*Task to complete*.
Verbatim transcription of the listing is needed.

*Input*.
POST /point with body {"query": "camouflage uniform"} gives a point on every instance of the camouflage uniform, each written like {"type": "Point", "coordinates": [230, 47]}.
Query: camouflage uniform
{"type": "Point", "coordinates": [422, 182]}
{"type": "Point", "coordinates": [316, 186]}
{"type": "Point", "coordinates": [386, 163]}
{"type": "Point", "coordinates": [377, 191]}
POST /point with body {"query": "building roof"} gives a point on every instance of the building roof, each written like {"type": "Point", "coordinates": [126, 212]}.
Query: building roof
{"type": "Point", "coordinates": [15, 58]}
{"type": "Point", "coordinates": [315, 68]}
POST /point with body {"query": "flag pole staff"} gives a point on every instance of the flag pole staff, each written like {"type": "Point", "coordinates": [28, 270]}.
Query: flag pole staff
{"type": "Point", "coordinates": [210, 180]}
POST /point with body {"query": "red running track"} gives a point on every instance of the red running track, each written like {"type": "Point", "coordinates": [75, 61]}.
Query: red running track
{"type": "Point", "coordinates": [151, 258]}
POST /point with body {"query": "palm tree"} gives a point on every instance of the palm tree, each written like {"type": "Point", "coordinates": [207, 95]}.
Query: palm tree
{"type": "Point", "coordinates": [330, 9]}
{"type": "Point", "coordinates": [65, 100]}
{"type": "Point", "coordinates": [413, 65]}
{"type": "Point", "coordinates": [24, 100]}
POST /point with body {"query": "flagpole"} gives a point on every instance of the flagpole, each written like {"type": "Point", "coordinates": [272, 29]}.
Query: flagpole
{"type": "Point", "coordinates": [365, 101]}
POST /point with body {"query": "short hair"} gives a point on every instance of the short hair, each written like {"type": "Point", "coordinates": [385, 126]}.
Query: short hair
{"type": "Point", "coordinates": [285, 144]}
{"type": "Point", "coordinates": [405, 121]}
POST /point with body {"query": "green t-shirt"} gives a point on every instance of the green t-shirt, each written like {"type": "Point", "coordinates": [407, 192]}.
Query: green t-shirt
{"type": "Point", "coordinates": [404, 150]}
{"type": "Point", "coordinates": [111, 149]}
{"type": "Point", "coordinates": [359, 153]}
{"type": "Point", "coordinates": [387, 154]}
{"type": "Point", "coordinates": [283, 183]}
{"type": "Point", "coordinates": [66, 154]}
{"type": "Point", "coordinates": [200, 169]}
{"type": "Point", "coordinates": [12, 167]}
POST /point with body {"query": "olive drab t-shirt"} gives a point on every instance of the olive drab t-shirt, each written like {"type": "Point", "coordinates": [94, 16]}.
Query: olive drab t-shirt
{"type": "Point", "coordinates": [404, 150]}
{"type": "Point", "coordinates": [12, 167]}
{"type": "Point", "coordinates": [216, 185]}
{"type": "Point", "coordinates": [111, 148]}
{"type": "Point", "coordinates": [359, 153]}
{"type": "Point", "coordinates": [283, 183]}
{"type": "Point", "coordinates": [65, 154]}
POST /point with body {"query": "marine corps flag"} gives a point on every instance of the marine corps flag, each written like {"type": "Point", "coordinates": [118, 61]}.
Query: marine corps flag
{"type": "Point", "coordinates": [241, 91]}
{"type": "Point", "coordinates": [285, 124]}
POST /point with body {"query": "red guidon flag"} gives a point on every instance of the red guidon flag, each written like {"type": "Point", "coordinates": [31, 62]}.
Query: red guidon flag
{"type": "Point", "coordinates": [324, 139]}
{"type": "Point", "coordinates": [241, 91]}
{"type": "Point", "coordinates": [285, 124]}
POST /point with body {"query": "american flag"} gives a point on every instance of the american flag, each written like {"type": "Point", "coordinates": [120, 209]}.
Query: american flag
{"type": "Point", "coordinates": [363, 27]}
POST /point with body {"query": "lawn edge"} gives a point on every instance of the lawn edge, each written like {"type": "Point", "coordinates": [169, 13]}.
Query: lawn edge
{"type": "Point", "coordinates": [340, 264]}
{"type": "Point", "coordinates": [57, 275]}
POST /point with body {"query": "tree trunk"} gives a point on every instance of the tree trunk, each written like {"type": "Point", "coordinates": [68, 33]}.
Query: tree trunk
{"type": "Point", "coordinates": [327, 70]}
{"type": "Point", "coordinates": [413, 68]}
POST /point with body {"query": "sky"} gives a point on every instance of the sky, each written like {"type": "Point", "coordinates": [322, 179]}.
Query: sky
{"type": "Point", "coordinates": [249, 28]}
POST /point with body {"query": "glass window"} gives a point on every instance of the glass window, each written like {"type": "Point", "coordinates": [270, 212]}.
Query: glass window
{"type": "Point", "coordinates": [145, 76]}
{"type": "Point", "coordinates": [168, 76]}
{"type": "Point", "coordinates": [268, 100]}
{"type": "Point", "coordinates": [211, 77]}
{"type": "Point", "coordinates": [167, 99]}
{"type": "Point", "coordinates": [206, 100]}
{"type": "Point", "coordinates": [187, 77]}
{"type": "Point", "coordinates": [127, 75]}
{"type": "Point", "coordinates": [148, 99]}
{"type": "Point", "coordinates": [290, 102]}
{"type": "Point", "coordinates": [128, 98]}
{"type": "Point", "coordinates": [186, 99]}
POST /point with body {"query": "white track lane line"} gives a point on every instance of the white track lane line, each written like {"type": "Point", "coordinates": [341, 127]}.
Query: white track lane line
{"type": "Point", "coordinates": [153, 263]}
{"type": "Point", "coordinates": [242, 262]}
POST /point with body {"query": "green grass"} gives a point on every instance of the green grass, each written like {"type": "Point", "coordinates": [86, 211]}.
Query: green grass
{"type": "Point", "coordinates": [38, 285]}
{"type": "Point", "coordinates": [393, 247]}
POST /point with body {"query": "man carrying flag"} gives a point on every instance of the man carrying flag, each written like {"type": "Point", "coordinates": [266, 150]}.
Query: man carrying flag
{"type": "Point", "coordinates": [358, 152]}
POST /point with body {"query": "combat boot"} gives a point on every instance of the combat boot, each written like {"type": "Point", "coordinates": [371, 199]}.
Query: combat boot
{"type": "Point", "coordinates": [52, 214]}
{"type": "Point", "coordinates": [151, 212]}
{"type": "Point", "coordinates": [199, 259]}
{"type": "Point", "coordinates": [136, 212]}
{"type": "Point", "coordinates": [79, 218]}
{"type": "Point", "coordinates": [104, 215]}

*Answer to this exercise*.
POST /point with body {"query": "camouflage uniform"} gives a point on every instance of the camouflage uniform, each written like {"type": "Point", "coordinates": [230, 47]}.
Query: camouflage uniform
{"type": "Point", "coordinates": [422, 182]}
{"type": "Point", "coordinates": [316, 186]}
{"type": "Point", "coordinates": [386, 163]}
{"type": "Point", "coordinates": [377, 191]}
POST /point with body {"query": "building roof"} gives a point on every instance of the building roof, each written like {"type": "Point", "coordinates": [126, 212]}.
Query: building roof
{"type": "Point", "coordinates": [15, 58]}
{"type": "Point", "coordinates": [315, 68]}
POST /point with body {"query": "flag pole staff"} gives a point on every instance of the flag pole staff, each written like {"type": "Point", "coordinates": [28, 270]}.
Query: flag pole staff
{"type": "Point", "coordinates": [210, 180]}
POST /point with body {"query": "red running track"} gives a point on every instance of the red running track, each written like {"type": "Point", "coordinates": [75, 61]}.
Query: red running track
{"type": "Point", "coordinates": [151, 258]}
POST /point with body {"query": "palm tree"} gives a point on every instance of the palm tree, each written like {"type": "Point", "coordinates": [207, 95]}.
Query: palm tree
{"type": "Point", "coordinates": [330, 9]}
{"type": "Point", "coordinates": [65, 100]}
{"type": "Point", "coordinates": [413, 65]}
{"type": "Point", "coordinates": [24, 100]}
POST /point with body {"query": "flagpole"} gives a point on every instance of the flagpole, each written like {"type": "Point", "coordinates": [272, 29]}.
Query: flagpole
{"type": "Point", "coordinates": [365, 101]}
POST /point with body {"query": "short hair"} gives a point on every instance of the short hair, each written like {"type": "Point", "coordinates": [385, 126]}.
Query: short hair
{"type": "Point", "coordinates": [285, 144]}
{"type": "Point", "coordinates": [405, 121]}
POST /point with body {"query": "green t-shirt"} gives a point on every instance of the green t-shirt, each written like {"type": "Point", "coordinates": [407, 192]}.
Query: green t-shirt
{"type": "Point", "coordinates": [404, 150]}
{"type": "Point", "coordinates": [111, 149]}
{"type": "Point", "coordinates": [359, 153]}
{"type": "Point", "coordinates": [387, 154]}
{"type": "Point", "coordinates": [283, 183]}
{"type": "Point", "coordinates": [66, 154]}
{"type": "Point", "coordinates": [200, 169]}
{"type": "Point", "coordinates": [12, 167]}
POST /point with body {"query": "olive drab t-shirt"} gives a point on every instance of the olive drab t-shirt, each written like {"type": "Point", "coordinates": [94, 16]}.
Query: olive drab t-shirt
{"type": "Point", "coordinates": [404, 150]}
{"type": "Point", "coordinates": [12, 167]}
{"type": "Point", "coordinates": [216, 185]}
{"type": "Point", "coordinates": [111, 148]}
{"type": "Point", "coordinates": [359, 153]}
{"type": "Point", "coordinates": [283, 183]}
{"type": "Point", "coordinates": [65, 154]}
POST /point with body {"query": "marine corps flag"} gives a point on every instance of the marine corps flag, each written like {"type": "Point", "coordinates": [118, 61]}.
Query: marine corps flag
{"type": "Point", "coordinates": [241, 91]}
{"type": "Point", "coordinates": [285, 124]}
POST /point with body {"query": "red guidon flag"} gives a point on every instance of the red guidon flag, each written like {"type": "Point", "coordinates": [31, 62]}.
Query: red guidon flag
{"type": "Point", "coordinates": [324, 139]}
{"type": "Point", "coordinates": [241, 91]}
{"type": "Point", "coordinates": [285, 124]}
POST /point with body {"query": "american flag"} gives a point on every instance of the american flag, each written like {"type": "Point", "coordinates": [120, 209]}.
Query: american flag
{"type": "Point", "coordinates": [363, 27]}
POST /point with body {"query": "lawn edge"} gives a point on every instance of the lawn edge, each written like {"type": "Point", "coordinates": [169, 13]}.
Query: lawn edge
{"type": "Point", "coordinates": [340, 264]}
{"type": "Point", "coordinates": [57, 275]}
POST /point with body {"query": "tree trunk"} gives a point on every instance of the tree trunk, each written like {"type": "Point", "coordinates": [68, 33]}.
Query: tree trunk
{"type": "Point", "coordinates": [327, 70]}
{"type": "Point", "coordinates": [413, 68]}
POST /point with body {"query": "sky"} gives a point on every instance of the sky, each written like {"type": "Point", "coordinates": [322, 179]}.
Query: sky
{"type": "Point", "coordinates": [249, 28]}
POST /point with body {"query": "glass window"} gives a point on every instance of the glass window, each written like {"type": "Point", "coordinates": [270, 212]}.
Query: glass window
{"type": "Point", "coordinates": [145, 76]}
{"type": "Point", "coordinates": [168, 76]}
{"type": "Point", "coordinates": [268, 100]}
{"type": "Point", "coordinates": [211, 77]}
{"type": "Point", "coordinates": [167, 99]}
{"type": "Point", "coordinates": [206, 100]}
{"type": "Point", "coordinates": [187, 77]}
{"type": "Point", "coordinates": [127, 75]}
{"type": "Point", "coordinates": [148, 99]}
{"type": "Point", "coordinates": [290, 102]}
{"type": "Point", "coordinates": [128, 98]}
{"type": "Point", "coordinates": [186, 99]}
POST /point with body {"query": "white track lane line"} gives a point on every instance of the white track lane line, each written like {"type": "Point", "coordinates": [341, 127]}.
Query: white track lane line
{"type": "Point", "coordinates": [153, 263]}
{"type": "Point", "coordinates": [242, 262]}
POST /point with body {"query": "green grass"} gives a point on every instance of the green grass, each written like {"type": "Point", "coordinates": [86, 211]}.
Query: green grass
{"type": "Point", "coordinates": [38, 285]}
{"type": "Point", "coordinates": [393, 247]}
POST /point with body {"query": "man carrying flag"} gives a point on every instance of the man carrying flag, each written like {"type": "Point", "coordinates": [266, 150]}.
Query: man carrying flag
{"type": "Point", "coordinates": [358, 152]}
POST /point with body {"query": "combat boot"} gives a point on every instance of the combat boot, each written like {"type": "Point", "coordinates": [371, 199]}.
Query: combat boot
{"type": "Point", "coordinates": [52, 214]}
{"type": "Point", "coordinates": [151, 212]}
{"type": "Point", "coordinates": [199, 259]}
{"type": "Point", "coordinates": [136, 212]}
{"type": "Point", "coordinates": [79, 218]}
{"type": "Point", "coordinates": [104, 215]}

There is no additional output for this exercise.